■ **Exercise prompt**: From the line that includes "Note: indicate the woman in white" to the last line of the data, quote each line precisely; both boundary lines belong in the answer.

[Referring expression pointing data]

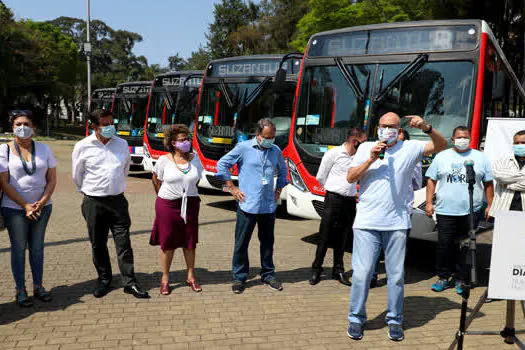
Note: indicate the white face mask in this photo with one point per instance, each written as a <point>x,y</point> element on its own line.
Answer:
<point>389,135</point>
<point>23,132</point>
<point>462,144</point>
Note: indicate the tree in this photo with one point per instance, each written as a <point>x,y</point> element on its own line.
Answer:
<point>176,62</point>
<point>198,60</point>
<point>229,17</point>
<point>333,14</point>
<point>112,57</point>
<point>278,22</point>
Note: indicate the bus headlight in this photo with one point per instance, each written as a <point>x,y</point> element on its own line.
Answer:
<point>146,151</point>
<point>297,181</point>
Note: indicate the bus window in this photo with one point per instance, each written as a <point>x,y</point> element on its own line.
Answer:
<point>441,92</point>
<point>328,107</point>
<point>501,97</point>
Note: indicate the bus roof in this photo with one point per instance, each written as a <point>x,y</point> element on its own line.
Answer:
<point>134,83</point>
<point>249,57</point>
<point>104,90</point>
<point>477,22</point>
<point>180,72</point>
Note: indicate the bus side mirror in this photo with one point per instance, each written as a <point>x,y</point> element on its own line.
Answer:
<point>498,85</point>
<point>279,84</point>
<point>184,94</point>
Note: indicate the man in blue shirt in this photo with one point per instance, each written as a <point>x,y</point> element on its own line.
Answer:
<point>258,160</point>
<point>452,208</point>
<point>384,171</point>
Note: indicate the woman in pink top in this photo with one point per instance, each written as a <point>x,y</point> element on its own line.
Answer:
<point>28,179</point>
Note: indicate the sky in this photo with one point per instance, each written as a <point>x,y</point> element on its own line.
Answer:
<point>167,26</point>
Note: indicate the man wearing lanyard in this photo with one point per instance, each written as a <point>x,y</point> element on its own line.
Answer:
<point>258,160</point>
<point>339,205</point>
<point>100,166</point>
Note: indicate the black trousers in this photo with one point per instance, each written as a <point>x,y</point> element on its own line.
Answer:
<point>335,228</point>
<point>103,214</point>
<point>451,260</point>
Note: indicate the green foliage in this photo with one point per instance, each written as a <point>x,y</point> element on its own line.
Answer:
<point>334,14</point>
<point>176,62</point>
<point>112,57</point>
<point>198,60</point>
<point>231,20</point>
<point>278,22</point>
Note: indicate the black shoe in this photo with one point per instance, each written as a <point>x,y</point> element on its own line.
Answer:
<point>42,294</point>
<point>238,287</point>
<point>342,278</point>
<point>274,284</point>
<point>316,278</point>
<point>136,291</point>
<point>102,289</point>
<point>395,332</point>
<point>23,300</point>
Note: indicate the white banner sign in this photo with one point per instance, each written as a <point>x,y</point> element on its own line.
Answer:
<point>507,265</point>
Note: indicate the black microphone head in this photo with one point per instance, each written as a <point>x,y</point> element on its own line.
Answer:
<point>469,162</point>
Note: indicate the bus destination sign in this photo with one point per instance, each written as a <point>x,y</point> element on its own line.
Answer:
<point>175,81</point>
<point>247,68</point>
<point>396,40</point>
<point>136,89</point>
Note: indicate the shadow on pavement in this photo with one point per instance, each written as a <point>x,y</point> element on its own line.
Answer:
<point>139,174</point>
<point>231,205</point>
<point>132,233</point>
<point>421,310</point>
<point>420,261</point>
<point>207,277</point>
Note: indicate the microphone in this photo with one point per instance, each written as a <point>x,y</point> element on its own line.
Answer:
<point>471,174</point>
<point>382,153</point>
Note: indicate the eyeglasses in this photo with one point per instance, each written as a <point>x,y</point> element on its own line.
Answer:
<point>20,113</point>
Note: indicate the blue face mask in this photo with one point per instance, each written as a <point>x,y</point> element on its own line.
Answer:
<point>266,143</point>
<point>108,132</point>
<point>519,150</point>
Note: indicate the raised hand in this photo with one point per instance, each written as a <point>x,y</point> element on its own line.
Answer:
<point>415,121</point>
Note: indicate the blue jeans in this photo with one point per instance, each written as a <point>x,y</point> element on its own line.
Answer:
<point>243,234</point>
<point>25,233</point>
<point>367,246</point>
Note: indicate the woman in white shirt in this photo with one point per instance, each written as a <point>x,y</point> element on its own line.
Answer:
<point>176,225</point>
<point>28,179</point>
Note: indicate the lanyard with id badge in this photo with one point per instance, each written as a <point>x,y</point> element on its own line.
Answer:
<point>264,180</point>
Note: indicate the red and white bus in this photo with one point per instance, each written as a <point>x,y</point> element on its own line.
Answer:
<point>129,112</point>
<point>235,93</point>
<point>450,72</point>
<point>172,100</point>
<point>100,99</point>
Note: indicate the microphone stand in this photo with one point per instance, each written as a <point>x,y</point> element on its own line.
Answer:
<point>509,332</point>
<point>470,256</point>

■ **Response for this exercise**:
Note: indicate the woman in white shirt in this photo with one point per instance, each written as a <point>x,y</point> element on its own line.
Answer:
<point>176,225</point>
<point>28,179</point>
Note: indicate the lanyard with id badge in this photo with one point per instance, each written as a <point>x,y</point> element on its own line.
Answer:
<point>264,180</point>
Note: indicate the red and white bus in this photo with one point per instance, each written as a <point>x,y</point> element on its own line.
Answer:
<point>129,112</point>
<point>235,93</point>
<point>450,72</point>
<point>172,100</point>
<point>100,99</point>
Note: indicate the microphone stand in this photo with one point per instance, each written as a <point>x,y</point> element on its own line.
Answer:
<point>509,332</point>
<point>470,256</point>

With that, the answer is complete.